======== Data records ========
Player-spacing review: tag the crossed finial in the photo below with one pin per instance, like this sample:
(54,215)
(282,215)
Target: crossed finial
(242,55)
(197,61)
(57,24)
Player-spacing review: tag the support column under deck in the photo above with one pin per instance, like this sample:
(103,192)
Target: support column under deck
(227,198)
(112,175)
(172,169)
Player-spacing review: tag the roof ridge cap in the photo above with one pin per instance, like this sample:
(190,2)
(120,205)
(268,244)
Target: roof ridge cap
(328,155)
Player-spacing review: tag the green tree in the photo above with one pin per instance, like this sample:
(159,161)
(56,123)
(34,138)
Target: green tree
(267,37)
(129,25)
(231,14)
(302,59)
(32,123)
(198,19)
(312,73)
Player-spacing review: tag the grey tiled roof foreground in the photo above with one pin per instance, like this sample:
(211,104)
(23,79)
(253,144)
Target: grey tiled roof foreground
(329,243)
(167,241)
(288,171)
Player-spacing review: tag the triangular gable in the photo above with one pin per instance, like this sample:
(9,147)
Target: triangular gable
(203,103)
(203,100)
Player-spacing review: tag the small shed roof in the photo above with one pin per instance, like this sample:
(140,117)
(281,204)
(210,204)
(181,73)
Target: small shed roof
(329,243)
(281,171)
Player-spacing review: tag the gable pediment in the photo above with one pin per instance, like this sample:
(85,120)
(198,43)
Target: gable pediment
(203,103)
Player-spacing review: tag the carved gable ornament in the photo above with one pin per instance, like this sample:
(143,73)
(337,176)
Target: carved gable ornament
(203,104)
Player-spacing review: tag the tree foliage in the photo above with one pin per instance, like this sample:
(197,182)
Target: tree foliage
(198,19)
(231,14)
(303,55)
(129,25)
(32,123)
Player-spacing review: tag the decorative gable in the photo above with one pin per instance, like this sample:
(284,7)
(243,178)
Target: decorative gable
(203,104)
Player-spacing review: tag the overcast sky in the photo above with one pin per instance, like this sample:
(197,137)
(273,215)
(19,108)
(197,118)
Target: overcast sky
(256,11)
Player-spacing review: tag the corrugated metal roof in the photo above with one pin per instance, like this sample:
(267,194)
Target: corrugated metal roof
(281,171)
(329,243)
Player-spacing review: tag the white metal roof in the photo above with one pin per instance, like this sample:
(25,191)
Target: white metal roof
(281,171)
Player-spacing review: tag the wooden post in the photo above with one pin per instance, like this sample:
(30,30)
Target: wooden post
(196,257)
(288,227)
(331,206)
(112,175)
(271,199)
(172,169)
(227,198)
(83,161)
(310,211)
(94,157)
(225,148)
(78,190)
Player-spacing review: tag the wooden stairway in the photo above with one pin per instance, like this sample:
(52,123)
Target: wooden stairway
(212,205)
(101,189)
========
*Work to complete*: The answer is the data above, retyped exactly in full.

*Written response*:
Player-spacing review: tag the crossed finial in the photo below with one pin per instance, like this sample:
(54,215)
(282,215)
Target: crossed finial
(242,55)
(197,61)
(57,24)
Player-spacing review: tag the support column under deck in the photo above with one pin per instance, like this sample:
(103,192)
Target: support column under deck
(227,198)
(112,175)
(172,169)
Player-spacing review: tag the roof ridge cap in the photo above with one pin per instance, like this sample:
(190,2)
(120,205)
(268,244)
Target: roof ridge cap
(328,155)
Player-spacing review: tag the green tree in the photo above with one pin per instance, like this sample:
(159,161)
(56,123)
(34,138)
Target: green tree
(267,37)
(129,25)
(231,14)
(302,59)
(32,123)
(198,19)
(312,73)
Player-spacing review: tag the grey tiled roof foreground in the photo above with one pin per instance, like this sample:
(211,104)
(23,79)
(253,144)
Target: grey tiled roof foreground
(329,243)
(167,241)
(288,171)
Player-spacing review: tag the triangular gable in the photo above with one pin per instance, like this sample:
(9,147)
Target: triangular gable
(203,103)
(203,100)
Player-spacing review: tag the small shed roof in the photo above with one pin per instance, like this sample:
(140,117)
(281,204)
(210,204)
(181,73)
Target: small shed roof
(329,243)
(281,171)
Player-spacing review: tag the gable pediment in the photo above with one pin per instance, like this sample:
(85,120)
(198,43)
Target: gable pediment
(203,103)
Player-spacing review: tag the carved gable ornament in the photo above with one pin per instance, like this sample:
(143,73)
(337,176)
Target: carved gable ornament
(203,104)
Player-spacing review: tag the tree foliage in the photo above with one pin per instance, like this sample:
(197,182)
Target: tree foliage
(198,19)
(231,14)
(303,55)
(129,25)
(32,123)
Player-spacing review: tag the decorative gable in the photo above with one pin per instance, like this sample:
(284,7)
(243,178)
Target: decorative gable
(203,104)
Player-spacing review: tag the overcast sky in the photo above with one pin per instance, like this sample:
(197,137)
(273,215)
(19,108)
(197,118)
Target: overcast sky
(256,11)
Player-spacing review: tag the corrugated metal roof in the photo above with one pin per instance, like this sample:
(267,194)
Target: corrugated metal roof
(281,171)
(329,243)
Player-spacing review: tag the white metal roof in the photo above with one pin per instance, like this sample:
(25,191)
Target: white metal roof
(281,171)
Player-spacing review: tag the wooden post in the photo above with one pin per instance, like this sample:
(30,30)
Target: wooden post
(196,257)
(288,227)
(331,206)
(112,175)
(271,199)
(172,169)
(227,198)
(83,161)
(310,211)
(94,157)
(225,148)
(78,190)
Player-spacing review: tag the wooden stairway in the photo above with one pin per instance, like this sample:
(52,123)
Target: wooden stairway
(212,205)
(101,189)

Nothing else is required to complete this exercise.